• TEXT
<<<<

Configuration

Common `[common]`

Finder cache

Specify what storage to use for finder cache. This cache stores finder results (metrics find/tags autocomplete/render).

Supported cache types:

mem - will use integrated in-memory cache. Not distributed. Fast.
memcache - will use specified memcache servers. Could be shared. Slow.
null - disable cache

Extra options:

size_mb - specify max size of cache, in MiB
defaultTimeoutSec - specify default cache ttl.
shortTimeoutSec - cache ttl for short duration intervals of render queries (duration <= shortDuration && now-until <= 61) (if 0, disable this cache)
findTimeoutSec - cache ttl for finder/tags autocompleter queries (if 0, disable this cache)
shortDuration - maximum duration for render queries, which use shortTimeoutSec duration

Example

[common.find-cache]
type = "memcache"

>>>>

• WRITTEN INSTRUCTION 1
State only the number of lines in the entries that contain the string "bulb", treating uppercase and lowercase as different.
The entries bear no relation to the configuration text.

• DATA EXTRACT
<<<<

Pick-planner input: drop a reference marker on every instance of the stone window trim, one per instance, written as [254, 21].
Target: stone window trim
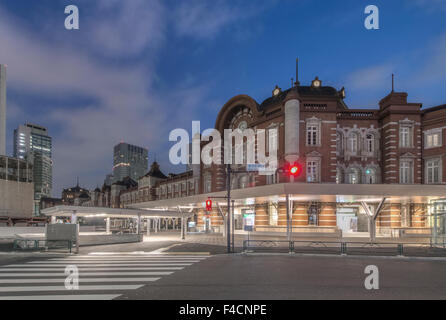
[313, 122]
[317, 159]
[406, 123]
[408, 158]
[435, 131]
[427, 161]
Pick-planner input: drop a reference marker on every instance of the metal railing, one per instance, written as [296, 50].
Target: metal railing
[42, 244]
[343, 248]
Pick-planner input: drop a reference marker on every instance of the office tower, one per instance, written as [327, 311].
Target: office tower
[129, 161]
[2, 109]
[33, 143]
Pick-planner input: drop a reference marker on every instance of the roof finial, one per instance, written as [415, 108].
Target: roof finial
[393, 82]
[297, 83]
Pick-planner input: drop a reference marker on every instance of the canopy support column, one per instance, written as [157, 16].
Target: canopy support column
[372, 217]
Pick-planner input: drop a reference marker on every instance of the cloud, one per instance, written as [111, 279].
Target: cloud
[430, 5]
[104, 77]
[126, 28]
[204, 19]
[435, 57]
[370, 78]
[125, 108]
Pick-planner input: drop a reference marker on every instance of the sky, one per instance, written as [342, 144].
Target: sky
[137, 69]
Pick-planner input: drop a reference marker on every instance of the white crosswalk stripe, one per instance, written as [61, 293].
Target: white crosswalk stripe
[105, 272]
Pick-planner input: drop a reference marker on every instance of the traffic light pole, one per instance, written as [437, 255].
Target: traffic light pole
[228, 218]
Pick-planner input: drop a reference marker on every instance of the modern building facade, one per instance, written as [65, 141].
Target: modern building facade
[16, 188]
[33, 143]
[129, 161]
[363, 170]
[351, 160]
[2, 109]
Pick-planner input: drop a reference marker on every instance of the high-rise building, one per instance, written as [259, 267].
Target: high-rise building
[33, 143]
[2, 109]
[129, 161]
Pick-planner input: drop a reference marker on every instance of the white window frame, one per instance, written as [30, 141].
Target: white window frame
[350, 172]
[406, 171]
[430, 168]
[406, 136]
[373, 175]
[433, 139]
[353, 144]
[370, 143]
[315, 176]
[313, 133]
[207, 184]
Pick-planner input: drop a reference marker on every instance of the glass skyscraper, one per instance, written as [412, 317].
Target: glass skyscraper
[129, 161]
[33, 143]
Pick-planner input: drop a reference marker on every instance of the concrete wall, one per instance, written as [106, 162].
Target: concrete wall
[90, 240]
[16, 199]
[11, 232]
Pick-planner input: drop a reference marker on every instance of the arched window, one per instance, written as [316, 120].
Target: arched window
[352, 143]
[370, 176]
[370, 143]
[207, 184]
[339, 175]
[313, 129]
[244, 182]
[353, 176]
[339, 143]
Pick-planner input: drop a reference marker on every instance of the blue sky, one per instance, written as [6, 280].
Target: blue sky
[137, 69]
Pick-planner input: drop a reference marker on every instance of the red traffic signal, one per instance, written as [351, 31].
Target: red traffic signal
[209, 205]
[294, 169]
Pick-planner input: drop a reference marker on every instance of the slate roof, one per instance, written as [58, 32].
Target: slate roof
[155, 171]
[305, 91]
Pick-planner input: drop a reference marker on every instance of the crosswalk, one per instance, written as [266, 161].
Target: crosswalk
[100, 276]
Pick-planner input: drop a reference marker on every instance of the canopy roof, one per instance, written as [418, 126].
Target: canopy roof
[323, 192]
[67, 211]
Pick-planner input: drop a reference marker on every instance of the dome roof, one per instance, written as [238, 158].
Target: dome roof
[296, 92]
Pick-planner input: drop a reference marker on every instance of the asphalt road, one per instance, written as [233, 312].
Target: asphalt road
[296, 277]
[130, 272]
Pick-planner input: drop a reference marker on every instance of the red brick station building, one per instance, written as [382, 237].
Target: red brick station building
[385, 165]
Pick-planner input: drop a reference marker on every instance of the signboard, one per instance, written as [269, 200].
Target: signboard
[192, 224]
[61, 232]
[261, 168]
[249, 220]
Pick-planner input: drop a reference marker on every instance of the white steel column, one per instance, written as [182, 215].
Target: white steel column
[107, 225]
[372, 217]
[148, 226]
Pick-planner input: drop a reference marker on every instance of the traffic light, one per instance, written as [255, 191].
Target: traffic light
[294, 169]
[291, 169]
[209, 205]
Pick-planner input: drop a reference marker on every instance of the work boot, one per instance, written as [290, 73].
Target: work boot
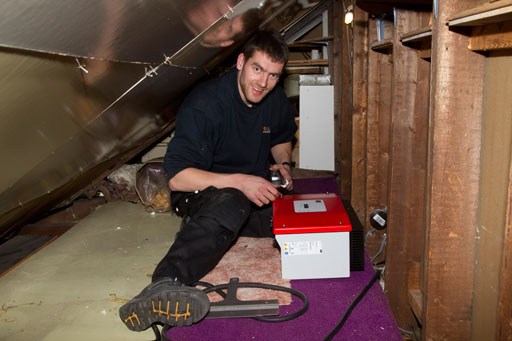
[165, 301]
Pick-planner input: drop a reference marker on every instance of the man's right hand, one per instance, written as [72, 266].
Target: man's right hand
[257, 189]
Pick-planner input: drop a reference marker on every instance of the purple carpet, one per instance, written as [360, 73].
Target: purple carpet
[371, 319]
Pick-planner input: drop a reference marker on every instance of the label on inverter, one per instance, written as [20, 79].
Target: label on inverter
[313, 247]
[309, 206]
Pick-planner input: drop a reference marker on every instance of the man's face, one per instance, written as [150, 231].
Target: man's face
[257, 76]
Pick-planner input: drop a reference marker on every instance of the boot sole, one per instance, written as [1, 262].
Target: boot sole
[180, 307]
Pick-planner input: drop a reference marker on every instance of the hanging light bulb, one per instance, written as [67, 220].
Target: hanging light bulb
[349, 15]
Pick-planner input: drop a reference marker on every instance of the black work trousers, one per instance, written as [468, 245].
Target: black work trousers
[212, 221]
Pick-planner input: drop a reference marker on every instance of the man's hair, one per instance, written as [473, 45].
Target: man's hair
[269, 42]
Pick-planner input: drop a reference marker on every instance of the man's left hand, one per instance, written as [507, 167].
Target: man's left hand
[286, 174]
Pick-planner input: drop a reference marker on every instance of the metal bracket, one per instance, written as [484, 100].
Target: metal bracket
[233, 307]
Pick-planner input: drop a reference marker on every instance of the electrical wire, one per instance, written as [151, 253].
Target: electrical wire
[302, 310]
[382, 244]
[352, 306]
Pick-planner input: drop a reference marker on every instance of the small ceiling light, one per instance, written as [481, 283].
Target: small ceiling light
[349, 15]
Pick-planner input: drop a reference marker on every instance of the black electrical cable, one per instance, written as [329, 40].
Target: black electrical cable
[352, 306]
[218, 289]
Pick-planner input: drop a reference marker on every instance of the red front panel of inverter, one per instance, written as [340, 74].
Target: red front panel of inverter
[291, 214]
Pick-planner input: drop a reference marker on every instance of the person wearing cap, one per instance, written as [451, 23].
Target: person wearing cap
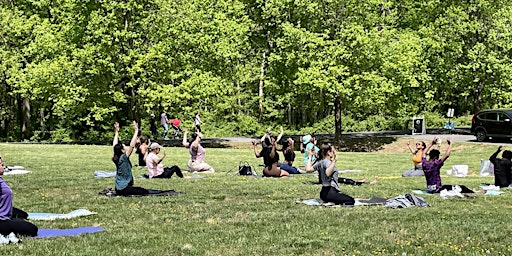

>>>>

• WRITTEN INSTRUCTION 2
Quote the configuration text word for word, starting with "Configuration" and going on through "Not distributed. Fast.".

• CORRECT OUTPUT 1
2

• CORRECT OUTPUT 2
Configuration

Common `[common]`

Finder cache

Specify what storage to use for finder cache. This cache stores finder results (metrics find/tags autocomplete/render).

Supported cache types:

mem - will use integrated in-memory cache. Not distributed. Fast.